### WORK TO COMPLETE
Duplicate the rows from the line containing "outline hillside" through the line containing "57), (107, 57)]", including both of those lines, and reproduce nothing else.
## begin RECORDS PROVIDED
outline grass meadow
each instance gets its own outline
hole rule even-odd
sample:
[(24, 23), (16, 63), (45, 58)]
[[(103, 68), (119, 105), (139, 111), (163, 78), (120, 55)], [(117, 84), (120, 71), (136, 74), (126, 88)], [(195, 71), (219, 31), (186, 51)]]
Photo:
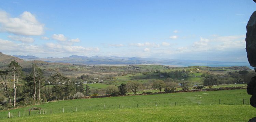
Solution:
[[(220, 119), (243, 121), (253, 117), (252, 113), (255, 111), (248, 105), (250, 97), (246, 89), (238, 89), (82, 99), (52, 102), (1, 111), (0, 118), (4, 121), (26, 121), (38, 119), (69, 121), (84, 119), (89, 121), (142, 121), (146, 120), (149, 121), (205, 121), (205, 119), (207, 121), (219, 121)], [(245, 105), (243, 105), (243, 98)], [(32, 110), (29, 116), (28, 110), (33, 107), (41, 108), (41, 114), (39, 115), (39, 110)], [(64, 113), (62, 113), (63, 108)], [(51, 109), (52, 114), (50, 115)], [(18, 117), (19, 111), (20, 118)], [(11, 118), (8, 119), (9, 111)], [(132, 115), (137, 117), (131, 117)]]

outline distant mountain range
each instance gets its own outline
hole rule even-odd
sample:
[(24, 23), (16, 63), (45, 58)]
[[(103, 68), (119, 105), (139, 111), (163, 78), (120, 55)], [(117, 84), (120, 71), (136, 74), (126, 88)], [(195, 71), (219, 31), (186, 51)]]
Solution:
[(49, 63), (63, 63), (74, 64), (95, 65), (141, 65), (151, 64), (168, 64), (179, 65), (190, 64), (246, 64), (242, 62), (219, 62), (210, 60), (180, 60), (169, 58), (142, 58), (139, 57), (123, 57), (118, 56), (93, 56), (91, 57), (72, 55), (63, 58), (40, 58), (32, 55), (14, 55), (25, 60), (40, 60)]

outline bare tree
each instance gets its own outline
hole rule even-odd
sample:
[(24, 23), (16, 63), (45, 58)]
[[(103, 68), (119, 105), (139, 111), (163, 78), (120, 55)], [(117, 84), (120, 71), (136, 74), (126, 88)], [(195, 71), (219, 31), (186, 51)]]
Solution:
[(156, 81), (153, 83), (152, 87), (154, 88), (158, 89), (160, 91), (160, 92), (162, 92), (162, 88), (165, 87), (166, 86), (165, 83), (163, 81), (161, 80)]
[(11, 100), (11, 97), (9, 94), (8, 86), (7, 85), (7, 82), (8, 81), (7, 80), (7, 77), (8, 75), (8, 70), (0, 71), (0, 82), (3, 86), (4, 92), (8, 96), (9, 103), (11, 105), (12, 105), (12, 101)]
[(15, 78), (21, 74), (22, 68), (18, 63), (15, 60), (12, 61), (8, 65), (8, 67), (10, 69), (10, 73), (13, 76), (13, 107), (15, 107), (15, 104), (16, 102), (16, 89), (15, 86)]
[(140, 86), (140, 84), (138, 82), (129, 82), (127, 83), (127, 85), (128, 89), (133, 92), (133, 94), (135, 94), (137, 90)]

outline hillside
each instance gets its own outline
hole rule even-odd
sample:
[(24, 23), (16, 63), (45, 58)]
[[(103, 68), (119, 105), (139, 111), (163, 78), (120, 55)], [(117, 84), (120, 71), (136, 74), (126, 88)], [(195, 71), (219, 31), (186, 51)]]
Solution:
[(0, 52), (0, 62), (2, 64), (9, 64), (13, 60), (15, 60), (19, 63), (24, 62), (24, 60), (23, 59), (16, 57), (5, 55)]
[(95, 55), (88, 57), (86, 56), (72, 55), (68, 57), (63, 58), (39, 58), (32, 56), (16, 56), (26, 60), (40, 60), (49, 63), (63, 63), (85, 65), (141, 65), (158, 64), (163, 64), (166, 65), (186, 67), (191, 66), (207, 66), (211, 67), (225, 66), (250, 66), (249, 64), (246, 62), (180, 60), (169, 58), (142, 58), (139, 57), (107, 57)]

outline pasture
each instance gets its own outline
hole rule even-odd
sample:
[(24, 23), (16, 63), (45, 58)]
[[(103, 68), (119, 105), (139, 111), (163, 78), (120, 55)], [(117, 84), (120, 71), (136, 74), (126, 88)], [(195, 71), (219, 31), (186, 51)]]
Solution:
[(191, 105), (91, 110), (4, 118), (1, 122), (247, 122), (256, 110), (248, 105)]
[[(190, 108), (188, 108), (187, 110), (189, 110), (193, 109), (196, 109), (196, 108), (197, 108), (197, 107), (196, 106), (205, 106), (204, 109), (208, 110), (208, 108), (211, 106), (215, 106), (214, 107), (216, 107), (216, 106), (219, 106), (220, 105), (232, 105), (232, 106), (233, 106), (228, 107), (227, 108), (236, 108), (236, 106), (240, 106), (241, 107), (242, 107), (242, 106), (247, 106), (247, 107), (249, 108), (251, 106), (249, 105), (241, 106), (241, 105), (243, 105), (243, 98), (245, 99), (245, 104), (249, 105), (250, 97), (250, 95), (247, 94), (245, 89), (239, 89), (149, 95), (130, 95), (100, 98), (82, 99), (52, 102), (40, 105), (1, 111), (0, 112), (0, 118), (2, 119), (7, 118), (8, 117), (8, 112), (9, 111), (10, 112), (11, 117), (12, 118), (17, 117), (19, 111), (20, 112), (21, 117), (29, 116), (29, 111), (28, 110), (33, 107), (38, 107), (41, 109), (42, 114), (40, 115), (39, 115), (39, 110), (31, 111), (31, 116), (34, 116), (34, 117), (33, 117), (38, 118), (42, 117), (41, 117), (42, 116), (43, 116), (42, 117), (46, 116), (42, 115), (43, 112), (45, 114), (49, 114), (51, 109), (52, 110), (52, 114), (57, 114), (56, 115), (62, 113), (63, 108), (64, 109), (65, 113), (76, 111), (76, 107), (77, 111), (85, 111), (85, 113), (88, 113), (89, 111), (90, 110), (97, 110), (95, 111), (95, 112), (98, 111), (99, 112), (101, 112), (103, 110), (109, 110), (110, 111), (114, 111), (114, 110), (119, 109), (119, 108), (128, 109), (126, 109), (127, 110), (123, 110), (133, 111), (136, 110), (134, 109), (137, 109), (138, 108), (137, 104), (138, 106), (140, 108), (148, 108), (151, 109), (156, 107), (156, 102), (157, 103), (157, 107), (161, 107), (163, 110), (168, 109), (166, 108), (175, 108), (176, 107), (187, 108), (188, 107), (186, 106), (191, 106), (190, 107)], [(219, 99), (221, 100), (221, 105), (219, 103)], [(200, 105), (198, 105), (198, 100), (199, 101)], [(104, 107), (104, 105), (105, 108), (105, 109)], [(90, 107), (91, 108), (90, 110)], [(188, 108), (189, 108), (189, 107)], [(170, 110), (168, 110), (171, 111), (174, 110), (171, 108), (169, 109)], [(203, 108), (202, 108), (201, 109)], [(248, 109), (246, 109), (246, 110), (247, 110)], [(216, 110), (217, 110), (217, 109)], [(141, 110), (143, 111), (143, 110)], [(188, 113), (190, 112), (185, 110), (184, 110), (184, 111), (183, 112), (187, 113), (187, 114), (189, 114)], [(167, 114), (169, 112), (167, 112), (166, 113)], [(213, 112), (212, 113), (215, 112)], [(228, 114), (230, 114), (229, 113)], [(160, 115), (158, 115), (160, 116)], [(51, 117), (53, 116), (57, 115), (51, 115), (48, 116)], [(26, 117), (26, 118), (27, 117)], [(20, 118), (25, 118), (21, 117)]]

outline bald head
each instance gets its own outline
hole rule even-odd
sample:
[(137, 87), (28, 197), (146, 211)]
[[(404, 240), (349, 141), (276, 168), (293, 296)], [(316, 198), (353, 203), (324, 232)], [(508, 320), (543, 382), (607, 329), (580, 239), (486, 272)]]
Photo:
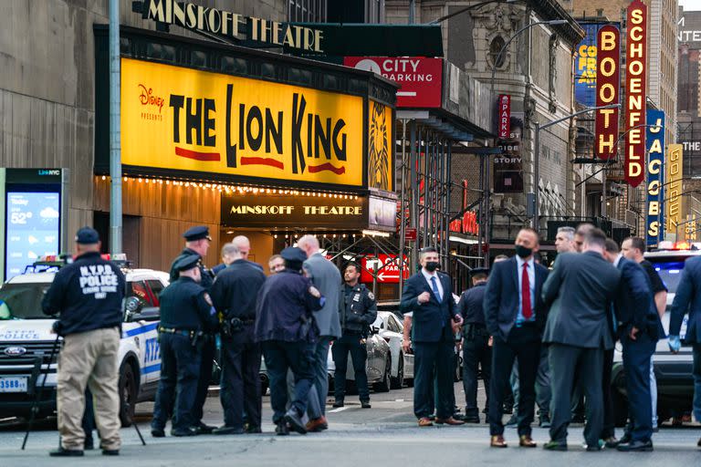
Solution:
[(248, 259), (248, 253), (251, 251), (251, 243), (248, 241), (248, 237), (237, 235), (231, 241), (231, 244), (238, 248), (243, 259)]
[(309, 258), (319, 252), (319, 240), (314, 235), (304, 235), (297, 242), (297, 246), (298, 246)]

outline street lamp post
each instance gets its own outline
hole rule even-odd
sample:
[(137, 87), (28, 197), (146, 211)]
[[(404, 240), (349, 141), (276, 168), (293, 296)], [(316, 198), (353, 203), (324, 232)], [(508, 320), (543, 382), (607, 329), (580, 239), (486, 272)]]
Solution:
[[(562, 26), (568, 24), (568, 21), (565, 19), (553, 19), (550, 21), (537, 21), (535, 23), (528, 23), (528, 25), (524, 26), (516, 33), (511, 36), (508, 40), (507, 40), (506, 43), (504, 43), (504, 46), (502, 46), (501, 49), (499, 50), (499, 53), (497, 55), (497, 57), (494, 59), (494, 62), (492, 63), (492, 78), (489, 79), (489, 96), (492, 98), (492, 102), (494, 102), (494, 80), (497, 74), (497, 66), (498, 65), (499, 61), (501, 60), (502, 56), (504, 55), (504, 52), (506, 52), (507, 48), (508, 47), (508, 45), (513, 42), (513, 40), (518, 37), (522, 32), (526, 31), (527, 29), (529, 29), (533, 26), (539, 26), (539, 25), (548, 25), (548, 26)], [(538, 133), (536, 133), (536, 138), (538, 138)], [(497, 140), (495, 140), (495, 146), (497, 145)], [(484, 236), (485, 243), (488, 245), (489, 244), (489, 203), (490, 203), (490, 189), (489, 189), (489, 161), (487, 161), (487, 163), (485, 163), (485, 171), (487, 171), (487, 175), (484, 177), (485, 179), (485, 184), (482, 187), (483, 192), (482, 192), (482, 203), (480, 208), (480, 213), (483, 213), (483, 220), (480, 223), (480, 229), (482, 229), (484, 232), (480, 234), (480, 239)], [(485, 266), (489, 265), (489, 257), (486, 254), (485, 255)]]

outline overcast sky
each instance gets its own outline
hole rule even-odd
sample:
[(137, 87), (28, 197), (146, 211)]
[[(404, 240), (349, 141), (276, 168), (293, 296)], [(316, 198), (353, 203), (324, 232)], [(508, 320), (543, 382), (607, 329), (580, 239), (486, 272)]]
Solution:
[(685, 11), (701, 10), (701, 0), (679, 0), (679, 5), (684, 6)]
## end RECORDS PROVIDED
### SOLUTION
outline hillside
each instance gets its own outline
hole rule even-odd
sample:
[(24, 23), (16, 63), (45, 58)]
[[(103, 68), (119, 105), (139, 111), (163, 78), (120, 55)], [(117, 84), (120, 71), (136, 74), (126, 88)], [(195, 71), (219, 31), (186, 51)]]
Solution:
[(0, 52), (0, 62), (2, 64), (9, 64), (13, 60), (15, 60), (19, 63), (24, 62), (24, 60), (23, 59), (16, 57), (5, 55)]
[(95, 55), (88, 57), (86, 56), (72, 55), (68, 57), (63, 58), (39, 58), (32, 56), (16, 56), (26, 60), (40, 60), (49, 63), (63, 63), (85, 65), (141, 65), (158, 64), (163, 64), (166, 65), (186, 67), (191, 66), (207, 66), (211, 67), (225, 66), (250, 66), (249, 64), (246, 62), (180, 60), (169, 58), (142, 58), (139, 57), (107, 57)]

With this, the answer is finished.